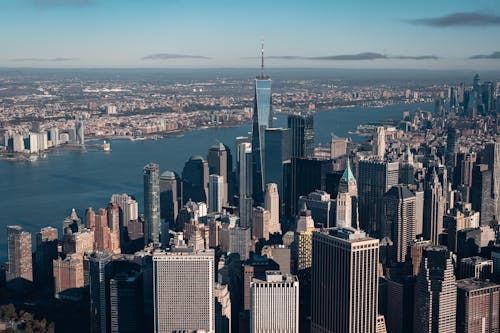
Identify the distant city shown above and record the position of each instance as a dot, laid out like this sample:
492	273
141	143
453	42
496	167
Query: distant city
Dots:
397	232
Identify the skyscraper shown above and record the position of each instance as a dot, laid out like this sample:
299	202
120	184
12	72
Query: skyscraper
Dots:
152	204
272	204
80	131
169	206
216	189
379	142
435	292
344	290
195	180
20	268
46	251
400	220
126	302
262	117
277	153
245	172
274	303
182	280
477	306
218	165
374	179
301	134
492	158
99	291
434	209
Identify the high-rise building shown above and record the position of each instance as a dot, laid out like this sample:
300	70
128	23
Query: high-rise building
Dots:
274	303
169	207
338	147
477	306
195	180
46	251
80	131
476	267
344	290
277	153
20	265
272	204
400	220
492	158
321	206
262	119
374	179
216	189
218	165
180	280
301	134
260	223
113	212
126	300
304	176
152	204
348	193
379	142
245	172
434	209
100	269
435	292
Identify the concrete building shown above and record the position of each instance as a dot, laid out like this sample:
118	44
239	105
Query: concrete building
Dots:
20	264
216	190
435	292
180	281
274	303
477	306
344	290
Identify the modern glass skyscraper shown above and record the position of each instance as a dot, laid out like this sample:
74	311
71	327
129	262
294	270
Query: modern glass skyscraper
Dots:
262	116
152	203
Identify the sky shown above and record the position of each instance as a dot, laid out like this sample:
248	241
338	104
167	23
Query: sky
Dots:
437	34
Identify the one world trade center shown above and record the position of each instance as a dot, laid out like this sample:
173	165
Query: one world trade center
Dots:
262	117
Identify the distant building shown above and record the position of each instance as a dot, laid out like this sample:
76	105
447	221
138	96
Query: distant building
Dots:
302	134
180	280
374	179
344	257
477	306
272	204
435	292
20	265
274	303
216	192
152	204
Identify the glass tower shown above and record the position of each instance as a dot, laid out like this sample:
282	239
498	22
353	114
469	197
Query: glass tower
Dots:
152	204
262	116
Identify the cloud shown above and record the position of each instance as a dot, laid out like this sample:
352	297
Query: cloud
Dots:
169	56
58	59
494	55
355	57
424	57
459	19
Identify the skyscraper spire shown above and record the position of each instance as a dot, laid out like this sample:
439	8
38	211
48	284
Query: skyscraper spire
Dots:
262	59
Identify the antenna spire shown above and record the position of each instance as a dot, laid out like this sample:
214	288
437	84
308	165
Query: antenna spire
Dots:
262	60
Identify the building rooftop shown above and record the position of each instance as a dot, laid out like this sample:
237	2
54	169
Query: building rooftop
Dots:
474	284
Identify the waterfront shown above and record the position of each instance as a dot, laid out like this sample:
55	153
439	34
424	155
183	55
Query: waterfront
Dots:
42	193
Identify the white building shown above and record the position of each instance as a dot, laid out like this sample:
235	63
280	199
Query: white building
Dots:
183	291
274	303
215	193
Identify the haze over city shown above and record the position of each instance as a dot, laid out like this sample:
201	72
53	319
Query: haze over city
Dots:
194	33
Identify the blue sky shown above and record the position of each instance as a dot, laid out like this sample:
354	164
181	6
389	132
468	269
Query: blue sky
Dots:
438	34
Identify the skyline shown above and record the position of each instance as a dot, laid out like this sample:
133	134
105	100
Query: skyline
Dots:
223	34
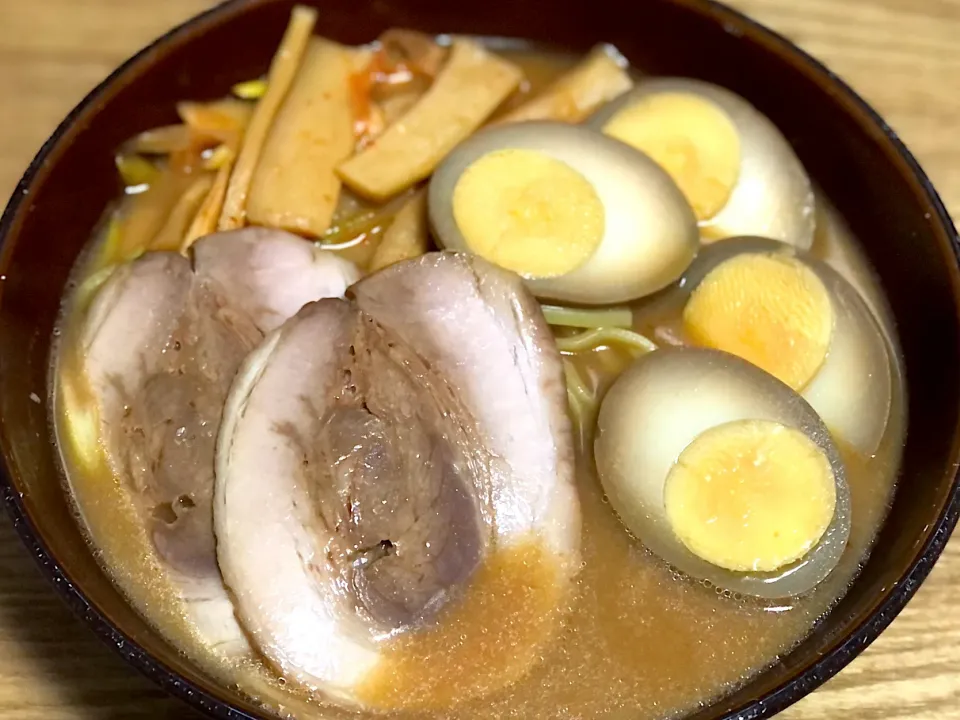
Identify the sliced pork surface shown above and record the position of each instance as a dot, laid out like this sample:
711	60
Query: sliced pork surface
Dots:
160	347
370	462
____
Problem ▸ Reproduce the data above line for line, excluding every picture.

Solution for this exercise ▸
Identify the distant city shown above and record the position of each instance as a dot, laid out like this sample:
492	273
141	143
453	42
496	167
Query: distant city
Dots:
397	232
Identify the skyscraper shown above and record the position of each instance as a dot, laid out like this sample:
299	202
120	184
12	72
Query: skyscraper
Dots:
152	204
272	204
80	131
169	206
216	189
379	142
435	292
344	290
195	180
20	268
46	251
400	220
126	302
262	117
277	153
245	172
274	303
182	280
477	306
218	165
374	179
301	134
492	158
99	291
434	209
Identify the high-rise building shown above and record the position of each instance as a dot, laid out like this sample:
300	70
128	23
Query: high-rise building
Dots:
274	303
169	207
338	147
477	306
195	180
46	251
80	131
476	267
344	290
277	153
20	265
272	204
400	220
492	158
321	206
262	119
374	179
216	189
218	165
180	280
301	134
260	223
113	212
126	300
304	176
152	204
348	193
379	142
245	172
434	209
100	269
435	292
Identify the concrete building shown above and record the position of each instance as a dot, laid out like this sample:
118	44
239	105
Query: concrete building
Dots:
20	264
216	190
435	292
180	281
274	303
477	306
344	290
Identify the modern glass skyscraper shown above and record the position of each instance as a dot, laid out like this sample:
74	311
71	327
129	262
294	270
Query: modern glass skyscraper
Dots:
262	116
152	203
Identify the sky shown above and record the position of each instance as a dot, laid out like this sample:
248	241
338	104
167	23
Query: sky
Dots:
437	34
Identify the one world trade center shown above and record the position of each instance as a dot, laid out like this sample:
173	165
Query: one world trade center
Dots:
262	117
Identify the distant building shown above and record the position of each instance as a dot, laid out like this sample:
76	105
447	221
138	96
Query: distant building
Dots:
302	134
180	280
374	179
344	257
477	306
272	204
435	292
20	265
274	303
216	192
152	204
Identify the glass tower shown above and record the position of each instance as a dot, laid out like this sample:
282	239
498	22
353	114
469	197
Query: glass tower
Dots:
152	204
262	116
Identify the cloud shown above and record the position of each instance as a dot, laid out like this sample:
352	297
Query: cloud
Dots:
169	56
58	59
494	55
355	57
424	57
459	19
Identify the skyscraper spire shown above and record the position of each instance as a dot, laid out like this sample:
439	8
38	211
48	284
Query: skyscraper spire
Dots:
262	59
Identify the antenna spire shown above and record the position of each instance as a dot, laid out like this sample:
214	288
437	84
308	165
Query: antenna spire
Dots:
262	60
Identify the building rooftop shown above and record the position of each instance as a dot, laid out like this sample:
237	2
54	169
Query: building rooftop
Dots:
474	284
Identify the waterfront shown above and record the position of each instance as a dot, laid out like this sample:
55	153
439	34
424	155
183	55
Query: waterfront
Dots:
42	193
Identify the white building shown above and record the position of each instance as a dot, laid out like this sample:
235	63
280	199
Query: white building
Dots:
183	291
274	303
215	193
Identify the haze over city shown above and record the position of each instance as a dot, laid out like this sample:
201	72
53	319
Query: haze over city
Dots:
194	33
Identify the blue sky shown above and record the position of each instance as a dot, laid out like this sample:
354	164
181	6
389	132
468	269
Query: blue sky
Dots:
438	34
Identify the skyline shown above and record the position of each instance as a dot, laid out like this sample:
133	134
105	100
Query: skyline
Dots:
223	34
Identify the sliced pork surface shown above and record the position of each instance as a dot, laid out like this sample:
711	60
Query: sliced pork surface
Dots:
160	347
370	462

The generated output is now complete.